:: PROBLEM DESCRIPTION ::
Your task is to copy every line below that contains the word "doll".

:: MATERIAL SHOWN ::
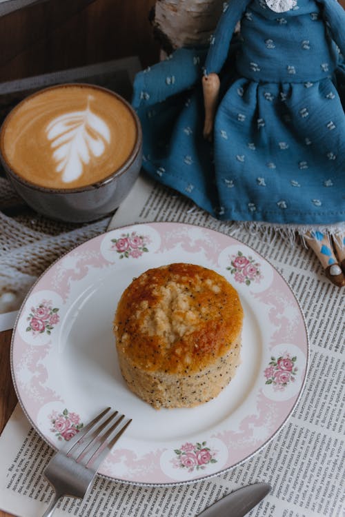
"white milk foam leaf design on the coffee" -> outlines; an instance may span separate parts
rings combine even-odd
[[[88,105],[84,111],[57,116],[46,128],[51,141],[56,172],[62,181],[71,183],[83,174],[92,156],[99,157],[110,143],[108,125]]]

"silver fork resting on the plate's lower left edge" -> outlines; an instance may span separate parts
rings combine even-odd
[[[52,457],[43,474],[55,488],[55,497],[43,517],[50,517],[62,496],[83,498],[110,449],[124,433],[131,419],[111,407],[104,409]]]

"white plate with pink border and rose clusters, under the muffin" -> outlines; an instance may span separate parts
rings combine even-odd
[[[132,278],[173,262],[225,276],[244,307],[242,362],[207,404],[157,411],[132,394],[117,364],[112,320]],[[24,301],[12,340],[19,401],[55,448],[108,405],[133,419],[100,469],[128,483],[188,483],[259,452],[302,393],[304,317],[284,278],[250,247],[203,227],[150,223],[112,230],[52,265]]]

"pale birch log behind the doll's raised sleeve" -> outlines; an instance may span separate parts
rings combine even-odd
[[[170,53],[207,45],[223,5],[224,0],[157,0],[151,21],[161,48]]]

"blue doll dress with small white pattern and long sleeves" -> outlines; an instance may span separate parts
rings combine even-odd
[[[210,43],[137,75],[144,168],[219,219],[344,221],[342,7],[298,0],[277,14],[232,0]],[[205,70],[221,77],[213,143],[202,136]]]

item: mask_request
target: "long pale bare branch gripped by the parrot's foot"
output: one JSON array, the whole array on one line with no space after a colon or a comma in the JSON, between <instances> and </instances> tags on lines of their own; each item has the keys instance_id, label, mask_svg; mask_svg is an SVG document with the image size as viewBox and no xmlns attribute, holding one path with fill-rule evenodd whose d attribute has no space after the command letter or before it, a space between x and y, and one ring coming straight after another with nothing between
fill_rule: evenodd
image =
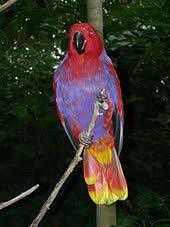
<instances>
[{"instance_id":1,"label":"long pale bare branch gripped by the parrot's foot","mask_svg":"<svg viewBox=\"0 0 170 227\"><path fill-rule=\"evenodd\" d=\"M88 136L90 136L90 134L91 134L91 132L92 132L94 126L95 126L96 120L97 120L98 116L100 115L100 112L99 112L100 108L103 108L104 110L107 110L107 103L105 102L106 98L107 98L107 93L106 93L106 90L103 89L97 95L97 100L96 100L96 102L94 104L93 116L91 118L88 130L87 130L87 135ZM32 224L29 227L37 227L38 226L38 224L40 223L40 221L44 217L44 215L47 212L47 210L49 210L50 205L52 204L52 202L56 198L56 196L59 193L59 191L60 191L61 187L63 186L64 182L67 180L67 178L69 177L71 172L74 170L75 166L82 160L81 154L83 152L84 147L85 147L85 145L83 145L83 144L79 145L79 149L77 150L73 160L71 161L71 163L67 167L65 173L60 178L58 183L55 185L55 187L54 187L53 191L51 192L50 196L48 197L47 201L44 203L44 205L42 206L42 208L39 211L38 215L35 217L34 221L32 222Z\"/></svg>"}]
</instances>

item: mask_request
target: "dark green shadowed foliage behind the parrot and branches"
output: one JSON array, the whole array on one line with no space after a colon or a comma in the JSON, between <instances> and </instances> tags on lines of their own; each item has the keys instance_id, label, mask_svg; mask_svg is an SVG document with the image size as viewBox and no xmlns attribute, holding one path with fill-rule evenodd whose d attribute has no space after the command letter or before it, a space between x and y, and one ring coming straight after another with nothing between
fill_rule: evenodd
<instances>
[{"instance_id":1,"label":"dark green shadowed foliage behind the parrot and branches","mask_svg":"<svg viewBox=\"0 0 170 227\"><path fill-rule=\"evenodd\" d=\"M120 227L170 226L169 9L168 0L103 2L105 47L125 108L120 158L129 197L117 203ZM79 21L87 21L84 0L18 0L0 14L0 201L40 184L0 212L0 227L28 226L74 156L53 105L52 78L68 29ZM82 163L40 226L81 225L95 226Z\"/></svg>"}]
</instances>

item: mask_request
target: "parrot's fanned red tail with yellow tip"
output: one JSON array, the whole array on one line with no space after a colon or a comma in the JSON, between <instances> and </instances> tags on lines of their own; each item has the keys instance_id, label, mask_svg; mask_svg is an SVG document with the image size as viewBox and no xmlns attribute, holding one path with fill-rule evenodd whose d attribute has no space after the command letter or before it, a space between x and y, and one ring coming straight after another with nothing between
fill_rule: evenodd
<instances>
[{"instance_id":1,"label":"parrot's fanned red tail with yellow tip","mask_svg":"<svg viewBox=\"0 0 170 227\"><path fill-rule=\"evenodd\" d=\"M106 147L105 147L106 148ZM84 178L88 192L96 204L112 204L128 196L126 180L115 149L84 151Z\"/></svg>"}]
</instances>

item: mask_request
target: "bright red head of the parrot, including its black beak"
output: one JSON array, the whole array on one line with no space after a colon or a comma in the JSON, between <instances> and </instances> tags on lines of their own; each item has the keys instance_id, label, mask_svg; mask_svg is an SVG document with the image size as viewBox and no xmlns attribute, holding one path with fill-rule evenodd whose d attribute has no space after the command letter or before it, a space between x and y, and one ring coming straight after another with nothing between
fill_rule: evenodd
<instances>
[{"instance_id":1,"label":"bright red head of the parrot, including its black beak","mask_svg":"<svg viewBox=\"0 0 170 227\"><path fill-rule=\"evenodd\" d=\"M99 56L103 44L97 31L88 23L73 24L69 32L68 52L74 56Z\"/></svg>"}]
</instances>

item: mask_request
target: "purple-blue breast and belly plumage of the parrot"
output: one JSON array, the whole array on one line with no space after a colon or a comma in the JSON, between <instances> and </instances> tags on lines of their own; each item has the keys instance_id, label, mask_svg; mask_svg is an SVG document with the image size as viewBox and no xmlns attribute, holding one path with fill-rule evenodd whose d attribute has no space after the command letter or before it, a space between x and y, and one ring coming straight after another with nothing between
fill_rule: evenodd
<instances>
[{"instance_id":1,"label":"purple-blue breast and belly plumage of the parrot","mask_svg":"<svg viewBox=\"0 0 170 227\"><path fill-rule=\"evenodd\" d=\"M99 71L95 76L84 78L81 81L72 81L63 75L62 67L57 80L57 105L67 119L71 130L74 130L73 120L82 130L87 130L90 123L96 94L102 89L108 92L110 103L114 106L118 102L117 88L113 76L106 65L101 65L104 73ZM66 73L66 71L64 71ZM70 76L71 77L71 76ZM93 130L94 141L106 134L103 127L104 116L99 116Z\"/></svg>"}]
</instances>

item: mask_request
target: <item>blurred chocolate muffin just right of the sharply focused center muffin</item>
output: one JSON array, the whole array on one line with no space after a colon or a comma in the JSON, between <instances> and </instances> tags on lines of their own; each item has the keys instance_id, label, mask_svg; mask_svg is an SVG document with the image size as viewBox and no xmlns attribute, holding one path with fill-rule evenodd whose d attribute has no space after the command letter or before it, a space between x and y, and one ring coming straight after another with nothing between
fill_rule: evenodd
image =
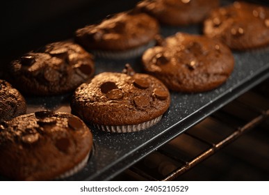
* * *
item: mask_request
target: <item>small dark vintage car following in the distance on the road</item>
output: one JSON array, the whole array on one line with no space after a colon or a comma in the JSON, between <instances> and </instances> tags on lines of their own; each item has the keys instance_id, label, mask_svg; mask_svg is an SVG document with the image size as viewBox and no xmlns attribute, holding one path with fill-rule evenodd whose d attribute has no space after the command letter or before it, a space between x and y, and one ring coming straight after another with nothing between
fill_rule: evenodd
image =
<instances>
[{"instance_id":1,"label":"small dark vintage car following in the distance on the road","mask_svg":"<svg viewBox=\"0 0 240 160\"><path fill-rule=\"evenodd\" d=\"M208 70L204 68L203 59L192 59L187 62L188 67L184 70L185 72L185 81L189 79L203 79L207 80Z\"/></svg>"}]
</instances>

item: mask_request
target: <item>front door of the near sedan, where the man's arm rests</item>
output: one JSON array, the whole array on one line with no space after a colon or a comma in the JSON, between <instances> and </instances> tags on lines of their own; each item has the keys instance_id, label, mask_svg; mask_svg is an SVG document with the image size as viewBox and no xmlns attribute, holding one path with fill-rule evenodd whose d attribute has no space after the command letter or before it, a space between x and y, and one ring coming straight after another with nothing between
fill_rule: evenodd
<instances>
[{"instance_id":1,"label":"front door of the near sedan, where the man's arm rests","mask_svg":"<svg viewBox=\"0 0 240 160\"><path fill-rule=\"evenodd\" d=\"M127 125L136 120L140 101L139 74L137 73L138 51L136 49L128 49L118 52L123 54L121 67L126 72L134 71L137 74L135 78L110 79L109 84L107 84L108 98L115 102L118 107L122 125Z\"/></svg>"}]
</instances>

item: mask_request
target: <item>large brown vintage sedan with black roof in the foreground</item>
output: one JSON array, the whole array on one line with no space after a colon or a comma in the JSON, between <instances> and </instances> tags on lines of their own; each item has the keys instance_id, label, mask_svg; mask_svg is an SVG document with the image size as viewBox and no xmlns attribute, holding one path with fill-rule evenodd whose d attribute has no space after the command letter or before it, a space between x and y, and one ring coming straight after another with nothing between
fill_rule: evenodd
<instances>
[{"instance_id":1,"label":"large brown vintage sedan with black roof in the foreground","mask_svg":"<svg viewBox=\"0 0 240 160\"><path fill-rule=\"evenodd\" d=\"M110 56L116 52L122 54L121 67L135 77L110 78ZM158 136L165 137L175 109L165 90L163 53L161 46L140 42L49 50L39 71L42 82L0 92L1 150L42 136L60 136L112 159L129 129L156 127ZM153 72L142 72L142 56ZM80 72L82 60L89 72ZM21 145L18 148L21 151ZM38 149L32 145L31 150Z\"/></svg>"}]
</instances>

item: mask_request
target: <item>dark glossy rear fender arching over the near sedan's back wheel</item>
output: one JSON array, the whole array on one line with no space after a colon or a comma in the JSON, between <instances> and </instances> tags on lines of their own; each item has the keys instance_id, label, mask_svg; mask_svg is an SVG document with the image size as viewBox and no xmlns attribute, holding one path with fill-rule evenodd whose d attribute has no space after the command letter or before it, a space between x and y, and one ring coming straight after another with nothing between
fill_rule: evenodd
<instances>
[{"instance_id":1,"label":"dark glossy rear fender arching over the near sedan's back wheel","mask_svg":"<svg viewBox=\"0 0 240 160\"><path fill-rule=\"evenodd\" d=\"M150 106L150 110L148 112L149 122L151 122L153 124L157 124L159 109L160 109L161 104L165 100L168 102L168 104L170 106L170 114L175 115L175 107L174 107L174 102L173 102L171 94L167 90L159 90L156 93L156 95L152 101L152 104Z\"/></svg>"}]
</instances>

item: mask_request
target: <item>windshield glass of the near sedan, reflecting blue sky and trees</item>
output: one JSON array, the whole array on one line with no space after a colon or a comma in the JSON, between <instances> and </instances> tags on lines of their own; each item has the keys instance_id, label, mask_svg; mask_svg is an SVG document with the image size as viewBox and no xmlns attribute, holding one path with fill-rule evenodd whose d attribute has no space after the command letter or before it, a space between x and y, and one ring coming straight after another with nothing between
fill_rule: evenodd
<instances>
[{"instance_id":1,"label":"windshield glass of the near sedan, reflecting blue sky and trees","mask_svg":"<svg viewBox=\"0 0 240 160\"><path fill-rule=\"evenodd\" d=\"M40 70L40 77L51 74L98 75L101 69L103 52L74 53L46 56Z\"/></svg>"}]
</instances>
...
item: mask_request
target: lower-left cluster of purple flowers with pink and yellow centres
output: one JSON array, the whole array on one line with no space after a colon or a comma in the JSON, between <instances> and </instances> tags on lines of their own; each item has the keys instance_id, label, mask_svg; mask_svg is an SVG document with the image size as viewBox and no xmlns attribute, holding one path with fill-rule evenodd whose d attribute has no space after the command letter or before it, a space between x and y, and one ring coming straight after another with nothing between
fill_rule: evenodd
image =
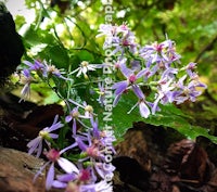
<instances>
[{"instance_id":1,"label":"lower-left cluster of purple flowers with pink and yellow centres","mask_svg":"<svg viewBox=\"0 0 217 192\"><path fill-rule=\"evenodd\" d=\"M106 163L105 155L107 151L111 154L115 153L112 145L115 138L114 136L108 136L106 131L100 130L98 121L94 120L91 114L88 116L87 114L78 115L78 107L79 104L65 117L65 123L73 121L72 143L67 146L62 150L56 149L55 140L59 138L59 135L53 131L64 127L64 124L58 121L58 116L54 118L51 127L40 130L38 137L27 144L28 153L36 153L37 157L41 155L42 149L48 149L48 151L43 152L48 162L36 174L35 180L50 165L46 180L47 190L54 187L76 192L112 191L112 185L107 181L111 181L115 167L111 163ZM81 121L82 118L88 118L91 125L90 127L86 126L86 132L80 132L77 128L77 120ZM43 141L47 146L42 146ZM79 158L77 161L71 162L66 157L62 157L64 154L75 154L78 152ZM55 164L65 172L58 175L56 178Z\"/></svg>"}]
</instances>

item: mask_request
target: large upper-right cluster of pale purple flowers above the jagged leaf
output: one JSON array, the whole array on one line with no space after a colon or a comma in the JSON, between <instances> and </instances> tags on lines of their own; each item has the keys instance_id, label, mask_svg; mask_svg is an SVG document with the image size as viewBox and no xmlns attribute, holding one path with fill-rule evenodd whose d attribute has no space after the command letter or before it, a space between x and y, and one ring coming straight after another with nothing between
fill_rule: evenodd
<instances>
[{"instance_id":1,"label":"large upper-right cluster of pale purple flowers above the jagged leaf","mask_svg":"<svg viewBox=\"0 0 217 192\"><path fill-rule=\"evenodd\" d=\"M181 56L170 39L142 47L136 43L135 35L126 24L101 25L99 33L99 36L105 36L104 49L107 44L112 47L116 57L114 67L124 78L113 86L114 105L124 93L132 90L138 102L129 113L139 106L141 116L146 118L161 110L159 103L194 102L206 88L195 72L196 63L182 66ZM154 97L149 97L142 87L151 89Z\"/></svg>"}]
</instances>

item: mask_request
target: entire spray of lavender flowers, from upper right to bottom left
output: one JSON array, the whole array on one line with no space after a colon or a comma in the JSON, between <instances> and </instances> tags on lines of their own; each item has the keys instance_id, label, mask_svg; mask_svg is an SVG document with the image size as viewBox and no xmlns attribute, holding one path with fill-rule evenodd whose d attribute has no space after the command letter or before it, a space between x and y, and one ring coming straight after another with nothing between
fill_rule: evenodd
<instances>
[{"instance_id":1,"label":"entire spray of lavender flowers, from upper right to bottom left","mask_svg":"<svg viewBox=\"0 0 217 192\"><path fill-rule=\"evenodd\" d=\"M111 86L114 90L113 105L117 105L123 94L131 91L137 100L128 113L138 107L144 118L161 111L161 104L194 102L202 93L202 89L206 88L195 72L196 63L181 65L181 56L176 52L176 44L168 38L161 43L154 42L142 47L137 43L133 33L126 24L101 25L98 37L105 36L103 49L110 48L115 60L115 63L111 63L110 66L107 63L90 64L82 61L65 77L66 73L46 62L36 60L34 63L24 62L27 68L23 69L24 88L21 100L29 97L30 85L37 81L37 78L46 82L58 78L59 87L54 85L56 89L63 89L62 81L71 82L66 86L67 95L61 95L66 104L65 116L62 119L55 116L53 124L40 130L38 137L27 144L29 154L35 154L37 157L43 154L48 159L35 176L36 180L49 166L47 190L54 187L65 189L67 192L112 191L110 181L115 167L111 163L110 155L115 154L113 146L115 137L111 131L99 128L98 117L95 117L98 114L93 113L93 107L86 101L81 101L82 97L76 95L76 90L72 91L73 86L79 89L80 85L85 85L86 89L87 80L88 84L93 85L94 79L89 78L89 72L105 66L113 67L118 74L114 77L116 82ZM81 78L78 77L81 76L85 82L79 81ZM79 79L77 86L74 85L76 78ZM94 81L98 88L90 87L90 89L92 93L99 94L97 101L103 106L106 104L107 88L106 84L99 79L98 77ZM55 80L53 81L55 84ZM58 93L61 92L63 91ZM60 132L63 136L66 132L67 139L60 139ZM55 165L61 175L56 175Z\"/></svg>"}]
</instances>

:: OUTPUT FOR THIS EXERCISE ::
"pale birch log behind the doll's raised sleeve" -> outlines; an instance may span separate parts
"blue doll dress with small white pattern and long sleeves" -> outlines; an instance may span separate parts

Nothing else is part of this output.